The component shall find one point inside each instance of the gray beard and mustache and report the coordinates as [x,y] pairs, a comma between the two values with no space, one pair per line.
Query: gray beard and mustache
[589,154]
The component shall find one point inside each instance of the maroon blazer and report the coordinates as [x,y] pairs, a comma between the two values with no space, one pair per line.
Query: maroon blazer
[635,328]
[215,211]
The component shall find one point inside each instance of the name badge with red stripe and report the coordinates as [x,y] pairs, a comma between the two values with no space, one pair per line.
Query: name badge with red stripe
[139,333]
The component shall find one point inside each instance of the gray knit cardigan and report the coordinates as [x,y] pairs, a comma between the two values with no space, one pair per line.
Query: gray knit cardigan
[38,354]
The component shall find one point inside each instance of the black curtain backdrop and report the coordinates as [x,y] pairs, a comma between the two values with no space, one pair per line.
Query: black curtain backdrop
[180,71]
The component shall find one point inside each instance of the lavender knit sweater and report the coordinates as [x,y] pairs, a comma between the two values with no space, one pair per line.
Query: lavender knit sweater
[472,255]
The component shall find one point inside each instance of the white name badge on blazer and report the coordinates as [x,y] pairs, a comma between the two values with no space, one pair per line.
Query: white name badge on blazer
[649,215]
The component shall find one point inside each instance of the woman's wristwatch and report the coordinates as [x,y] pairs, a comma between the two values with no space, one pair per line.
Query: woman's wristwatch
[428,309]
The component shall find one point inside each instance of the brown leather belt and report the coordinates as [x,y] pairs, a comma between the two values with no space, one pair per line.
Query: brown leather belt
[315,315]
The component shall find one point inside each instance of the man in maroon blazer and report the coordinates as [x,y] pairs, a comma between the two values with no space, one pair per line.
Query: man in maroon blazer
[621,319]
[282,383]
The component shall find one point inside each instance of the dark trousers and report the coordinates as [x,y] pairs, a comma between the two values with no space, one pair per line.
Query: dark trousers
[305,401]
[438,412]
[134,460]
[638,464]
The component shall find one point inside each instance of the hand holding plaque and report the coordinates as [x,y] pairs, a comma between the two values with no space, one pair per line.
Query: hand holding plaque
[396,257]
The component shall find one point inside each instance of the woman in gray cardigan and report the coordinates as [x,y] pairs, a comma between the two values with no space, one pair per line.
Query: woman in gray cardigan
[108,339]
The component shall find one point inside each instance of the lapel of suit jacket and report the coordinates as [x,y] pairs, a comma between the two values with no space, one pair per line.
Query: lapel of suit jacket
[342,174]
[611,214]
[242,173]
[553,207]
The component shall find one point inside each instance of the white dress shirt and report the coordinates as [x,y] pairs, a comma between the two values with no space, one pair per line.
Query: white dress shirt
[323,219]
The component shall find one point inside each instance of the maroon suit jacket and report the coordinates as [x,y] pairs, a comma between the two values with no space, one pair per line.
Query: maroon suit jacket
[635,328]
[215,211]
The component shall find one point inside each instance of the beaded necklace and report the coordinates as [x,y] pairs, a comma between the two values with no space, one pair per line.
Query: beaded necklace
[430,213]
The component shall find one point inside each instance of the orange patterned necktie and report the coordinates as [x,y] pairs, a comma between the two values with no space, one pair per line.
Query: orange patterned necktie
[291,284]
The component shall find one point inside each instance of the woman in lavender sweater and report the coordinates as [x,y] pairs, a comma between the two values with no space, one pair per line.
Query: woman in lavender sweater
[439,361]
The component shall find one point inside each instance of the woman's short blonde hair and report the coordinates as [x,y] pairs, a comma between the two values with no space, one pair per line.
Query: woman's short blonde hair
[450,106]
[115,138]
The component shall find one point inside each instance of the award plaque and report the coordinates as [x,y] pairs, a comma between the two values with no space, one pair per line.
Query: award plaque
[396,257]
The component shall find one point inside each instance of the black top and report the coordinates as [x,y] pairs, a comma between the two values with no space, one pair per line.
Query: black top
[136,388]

==============================

#### What you need to do:
Nothing in the data should be altered; please repeat it exactly.

#### Answer below:
The component shall find one point inside each instance of the gray beard and mustache and report the coordinates as [x,y] pairs, a comma between the two values with no space, one pair per line.
Query: gray beard and mustache
[589,154]
The component shall find one point inside each instance of the maroon blazer and report the coordinates as [x,y] pairs, a comma between the two values with no space, one pair per line.
Query: maroon blazer
[635,328]
[215,211]
The component shall find one point inside each instance of the name badge with red stripe and report the coordinates as [x,y] pairs, a comma between the two values with no space, one pair per line.
Query: name badge with red stripe
[139,333]
The component shall find one point inside each instance of the gray knit cardigan and report the coordinates as [x,y] pairs, a comma between the two values with no space, one pair per line.
Query: gray knit cardigan
[38,354]
The component shall find one point inside each instance of the black curtain backdrop and report the coordinates as [x,y] pairs, a comma between the two values with no space, one pair per line.
Query: black curtain backdrop
[180,71]
The component shall find one point inside each instance of the lavender knit sweater and report the coordinates as [x,y] pairs, a comma between the two values with no space, one pair per line.
Query: lavender knit sweater
[472,255]
The component shall find one point inside each instance of the white name badge on blazer and report the coordinates as [x,y] pairs, a comma between the two values with no space, one pair per line.
Query: white name badge on blazer
[649,215]
The component shall find one point inside each instance of the woman's wristwatch and report the coordinates as [x,y] pairs, a comma between the two values with no space, one pair per line.
Query: woman's wristwatch
[428,309]
The component shall find one point inside each instance of the brown leather belt and report the coordinates as [x,y] pairs, a comma between the two values with no space, one pair per line.
Query: brown leather belt
[315,315]
The component shall find one point inside each instance of the man in maroon blazer and report the coordinates as [x,y] pairs, a comma between the two values with no space, one pair per line.
Query: man in maroon blazer
[621,319]
[282,383]
The component shall find one point inside each instance of the dark trousers and report the coordinates as [x,y] pairs, a comma between the two values with no space, one pair per line.
Query: dark trousers
[305,401]
[438,412]
[134,460]
[638,464]
The component shall find one point inside each instance of the hand holding plaque and report the coordinates as [x,y] pairs, a comma between the two values with no space, one pair per line.
Query: hand holding plaque
[396,257]
The component shall find one point inside each instance of the woman in gray cardigan and report the coordinates as [x,y] pairs, a comma between the two values with no space, one pair per line.
Query: woman in gray cardigan
[108,339]
The component shall find one point inside each instance of the lapel of suit jacket and report the coordinates as [x,y] pairs, a comma between the two values with no space, one pair per line.
Query: lapel of suit jacket
[342,174]
[611,214]
[242,173]
[553,207]
The component shall find one point inside each instance of the white dress shirt and report the coordinates as [x,y] pairs, a comma between the two values with no space, one pair per line.
Query: white dress shirt
[323,219]
The component shall find one point inside each instance of the maroon suit jacket and report the coordinates as [x,y] pairs, a comma between the two values with no space, one pair per line.
Query: maroon suit jacket
[635,328]
[215,211]
The component shall find one point inside each instance of the beaded necklace and report the coordinates as [x,y] pairs, a comma between the two values with no space, one pair per line.
Query: beaded necklace
[430,213]
The component shall find one point inside each instance of the orange patterned necktie and report the coordinates as [x,y] pairs, a comma between the two values with no space, one pair per line.
Query: orange patterned necktie
[291,284]
The component shall find one point inside each instance of the woman in lavender sweater and report the coordinates as [x,y] pairs, a comma between the two values with no space, one pair per line.
Query: woman in lavender sweater
[439,361]
The component shall find one point inside each instance of the woman's short blonde hair and report the coordinates as [x,y] pairs, a comma between the two values with no space, one pair per line.
Query: woman's short blonde hair
[450,106]
[115,138]
The component shall find one point inside each instance of the award plaque and report the coordinates as [x,y] pairs, a comma between the two values with no space, one pair per line.
Query: award plaque
[396,257]
The component shall find one point inside each instance of the black top and report the coordinates as [x,y] pairs, a comma between the two values with no space, one pair per line.
Query: black top
[136,388]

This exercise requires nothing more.